聞こえなくても…
最も心に刺さった作文がある。タイトルは「聞けない耳 きけない口」だ。5年生の女子児童が書いた。
校舎すれすれに飛行機が飛んだ。みんなは、耳をおさえた。私にもその音が聞こえた。かすかではあるが、たしかに聞こえたのだ。これが音なのだ。とび上がるほどうれしかった。
身体的不自由な人と言うと、いろいろある。手足が不自由、目が不自由、耳や口が不自由。私はその中の耳や口が不自由である。でも、私はくじけていない。くじけても何もならんと思うからだ。
(以下略)
79年度の「そてつ」にこの文を書いた女性を探すのには最も苦労した。細い糸をたぐるようにしてようやくたどり着いたのは、義妹に当たる女性(41)だった。職場を訪ね、作文のコピーを見てもらうと、読み始めて間もなく、女性はハンカチを取り出し、目頭を押さえた。
「頑張り屋の姉らしさが出ていますね。今もこのままの人です」
そう言って仲介してくれた。
作文を書いた女性は43歳。3人の子どもをもつシングルマザーだった。沖縄県内のスーパーで商品の出し入れの仕事をしている。メールでのやり取りを経て、手話の上手な10歳の次女を伴って面談に応じてくれた。想像した通り、聡明(そう・めい)そうで活力に満ちた目が印象的な人だった。第二小時代の思い出について尋ねると、あふれ出るように語ってくれた。
校庭で友だちと鬼ごっこをしているとき、みんなが急にしゃがみこんだり、耳をふさいだりするので、米軍機が上空を通過するのが分かった、という。米軍機の着陸する場面が当たり前のように教室の窓から見えたことや、米軍機の騒音のため何度も授業が中断したことも…そして、これらが今も変わらないことに女性は心を痛めていた。
第二小へ通ううち、当時の知念校長のはからいで学校給食を食べさせてもらったことがある。そのとき、校内放送でクラシック音楽が流れてきた。第二小の昼食時間のBGMはクラシックと決まっているそうだ。

* * *

:: 課題 ::
本文のうち「校舎すれすれに飛行機が飛んだ」から「そう言って仲介してくれた。」までを、両端の語句も含めて正確に書き写しなさい。

:: 座標注釈の項目 ::
* * *

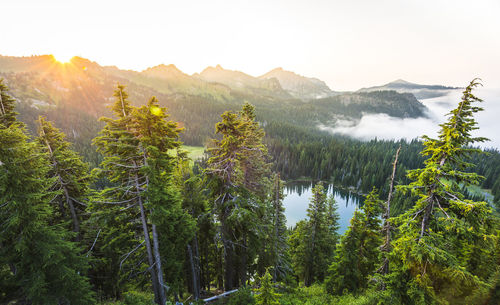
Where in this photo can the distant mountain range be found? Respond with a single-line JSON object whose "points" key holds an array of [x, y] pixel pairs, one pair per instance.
{"points": [[76, 93], [419, 91]]}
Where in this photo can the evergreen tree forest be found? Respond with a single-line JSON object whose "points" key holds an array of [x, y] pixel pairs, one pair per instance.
{"points": [[136, 221]]}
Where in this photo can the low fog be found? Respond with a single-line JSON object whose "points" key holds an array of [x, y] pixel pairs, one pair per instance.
{"points": [[383, 126]]}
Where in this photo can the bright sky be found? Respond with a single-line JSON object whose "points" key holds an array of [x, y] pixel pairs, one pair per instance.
{"points": [[349, 44]]}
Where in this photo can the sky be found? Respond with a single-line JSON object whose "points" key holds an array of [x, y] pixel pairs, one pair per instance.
{"points": [[348, 44]]}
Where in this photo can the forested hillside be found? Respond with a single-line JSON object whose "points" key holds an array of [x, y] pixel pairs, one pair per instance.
{"points": [[98, 193]]}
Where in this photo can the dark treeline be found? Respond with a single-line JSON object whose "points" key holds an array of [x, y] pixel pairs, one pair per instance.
{"points": [[160, 228]]}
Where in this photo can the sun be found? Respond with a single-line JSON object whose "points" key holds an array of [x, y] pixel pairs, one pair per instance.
{"points": [[63, 58]]}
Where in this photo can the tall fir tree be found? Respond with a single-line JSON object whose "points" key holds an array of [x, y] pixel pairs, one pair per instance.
{"points": [[135, 146], [437, 235], [70, 172], [313, 241], [38, 262], [238, 168], [357, 254]]}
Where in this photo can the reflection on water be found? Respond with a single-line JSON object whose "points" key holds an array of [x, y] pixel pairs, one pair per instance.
{"points": [[297, 199]]}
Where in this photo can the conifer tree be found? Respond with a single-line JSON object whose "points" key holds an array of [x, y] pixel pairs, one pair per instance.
{"points": [[357, 254], [278, 243], [171, 226], [70, 172], [237, 164], [265, 293], [313, 241], [38, 262], [443, 226], [137, 161]]}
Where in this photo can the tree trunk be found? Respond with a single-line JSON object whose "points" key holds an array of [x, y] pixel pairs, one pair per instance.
{"points": [[386, 247], [276, 219], [228, 259], [194, 274], [76, 222], [147, 240], [159, 270]]}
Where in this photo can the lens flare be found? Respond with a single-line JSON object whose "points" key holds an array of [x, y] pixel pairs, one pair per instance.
{"points": [[155, 110]]}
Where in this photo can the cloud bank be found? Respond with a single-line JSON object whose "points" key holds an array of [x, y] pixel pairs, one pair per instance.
{"points": [[383, 126]]}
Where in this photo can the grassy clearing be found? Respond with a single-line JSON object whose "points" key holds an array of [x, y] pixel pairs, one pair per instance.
{"points": [[194, 152]]}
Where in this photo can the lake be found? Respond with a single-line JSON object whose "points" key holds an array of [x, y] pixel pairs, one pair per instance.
{"points": [[297, 199]]}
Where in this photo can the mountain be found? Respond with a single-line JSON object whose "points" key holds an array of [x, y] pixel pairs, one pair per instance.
{"points": [[75, 94], [299, 86], [242, 82], [420, 91]]}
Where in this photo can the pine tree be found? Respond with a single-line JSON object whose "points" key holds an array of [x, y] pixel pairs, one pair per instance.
{"points": [[136, 147], [44, 266], [357, 254], [70, 172], [443, 226], [278, 243], [265, 293], [313, 241], [237, 166]]}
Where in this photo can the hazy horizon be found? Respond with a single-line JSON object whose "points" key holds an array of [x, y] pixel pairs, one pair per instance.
{"points": [[349, 45]]}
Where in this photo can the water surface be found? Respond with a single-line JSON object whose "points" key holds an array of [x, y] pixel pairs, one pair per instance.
{"points": [[298, 195]]}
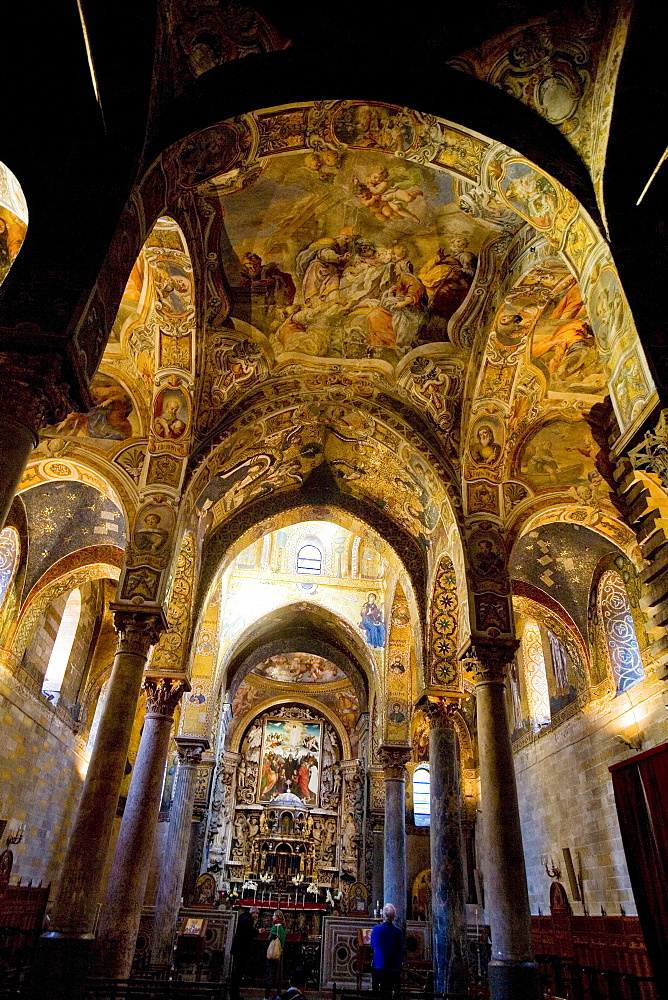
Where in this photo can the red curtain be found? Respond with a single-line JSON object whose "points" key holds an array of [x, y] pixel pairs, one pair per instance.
{"points": [[641, 795]]}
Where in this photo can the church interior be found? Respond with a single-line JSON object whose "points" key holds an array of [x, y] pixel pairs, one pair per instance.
{"points": [[333, 497]]}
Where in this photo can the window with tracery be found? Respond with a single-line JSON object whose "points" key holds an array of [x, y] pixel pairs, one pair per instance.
{"points": [[9, 558], [421, 811], [309, 560], [62, 647], [538, 694], [619, 631]]}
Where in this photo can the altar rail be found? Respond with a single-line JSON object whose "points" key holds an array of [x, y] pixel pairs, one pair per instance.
{"points": [[612, 944]]}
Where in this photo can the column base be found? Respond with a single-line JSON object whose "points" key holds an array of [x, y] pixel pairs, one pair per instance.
{"points": [[514, 981], [60, 968]]}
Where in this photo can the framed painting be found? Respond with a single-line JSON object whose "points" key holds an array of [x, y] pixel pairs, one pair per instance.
{"points": [[290, 762]]}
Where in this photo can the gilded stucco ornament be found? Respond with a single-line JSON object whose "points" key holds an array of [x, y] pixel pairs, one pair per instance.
{"points": [[651, 455]]}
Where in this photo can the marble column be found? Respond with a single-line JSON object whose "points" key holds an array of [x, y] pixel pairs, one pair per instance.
{"points": [[447, 870], [64, 950], [121, 913], [190, 750], [513, 974], [33, 395], [394, 760]]}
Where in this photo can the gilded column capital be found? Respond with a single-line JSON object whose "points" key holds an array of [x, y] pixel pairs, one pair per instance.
{"points": [[34, 392], [137, 630], [394, 760], [441, 712], [491, 660], [163, 695], [351, 769], [189, 750]]}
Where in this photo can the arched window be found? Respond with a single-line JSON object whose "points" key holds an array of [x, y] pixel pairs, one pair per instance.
{"points": [[421, 795], [538, 694], [62, 647], [9, 558], [309, 560], [620, 634]]}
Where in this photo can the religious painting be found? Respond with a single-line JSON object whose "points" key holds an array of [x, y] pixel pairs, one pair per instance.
{"points": [[368, 258], [491, 612], [140, 585], [486, 554], [173, 288], [171, 411], [562, 454], [486, 441], [530, 193], [373, 126], [563, 345], [608, 314], [301, 668], [290, 762], [155, 523], [372, 622], [112, 418]]}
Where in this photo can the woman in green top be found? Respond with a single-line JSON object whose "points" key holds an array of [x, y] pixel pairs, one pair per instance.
{"points": [[272, 977]]}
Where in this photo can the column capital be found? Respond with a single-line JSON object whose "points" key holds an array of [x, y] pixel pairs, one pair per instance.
{"points": [[491, 659], [189, 750], [441, 712], [163, 695], [394, 759], [34, 392], [137, 630]]}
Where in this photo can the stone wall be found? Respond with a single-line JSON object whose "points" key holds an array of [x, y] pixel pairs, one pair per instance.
{"points": [[566, 798], [41, 777]]}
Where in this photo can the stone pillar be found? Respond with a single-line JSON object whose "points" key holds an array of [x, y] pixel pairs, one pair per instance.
{"points": [[377, 880], [394, 759], [64, 951], [513, 974], [447, 870], [33, 395], [190, 750], [119, 923]]}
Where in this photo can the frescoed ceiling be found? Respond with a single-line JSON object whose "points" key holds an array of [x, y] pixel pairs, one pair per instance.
{"points": [[376, 298]]}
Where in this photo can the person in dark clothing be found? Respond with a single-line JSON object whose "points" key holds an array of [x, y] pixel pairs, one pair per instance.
{"points": [[241, 948], [387, 943]]}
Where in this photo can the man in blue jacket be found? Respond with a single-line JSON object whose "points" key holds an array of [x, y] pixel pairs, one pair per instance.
{"points": [[387, 943]]}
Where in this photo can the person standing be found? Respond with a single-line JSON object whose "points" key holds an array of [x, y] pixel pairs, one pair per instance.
{"points": [[387, 943], [242, 943], [277, 936]]}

* * *

:: 解答例 ::
校舎すれすれに飛行機が飛んだ。みんなは、耳をおさえた。私にもその音が聞こえた。かすかではあるが、たしかに聞こえたのだ。これが音なのだ。とび上がるほどうれしかった。
身体的不自由な人と言うと、いろいろある。手足が不自由、目が不自由、耳や口が不自由。私はその中の耳や口が不自由である。でも、私はくじけていない。くじけても何もならんと思うからだ。
(以下略)
79年度の「そてつ」にこの文を書いた女性を探すのには最も苦労した。細い糸をたぐるようにしてようやくたどり着いたのは、義妹に当たる女性(41)だった。職場を訪ね、作文のコピーを見てもらうと、読み始めて間もなく、女性はハンカチを取り出し、目頭を押さえた。
「頑張り屋の姉らしさが出ていますね。今もこのままの人です」
そう言って仲介してくれた。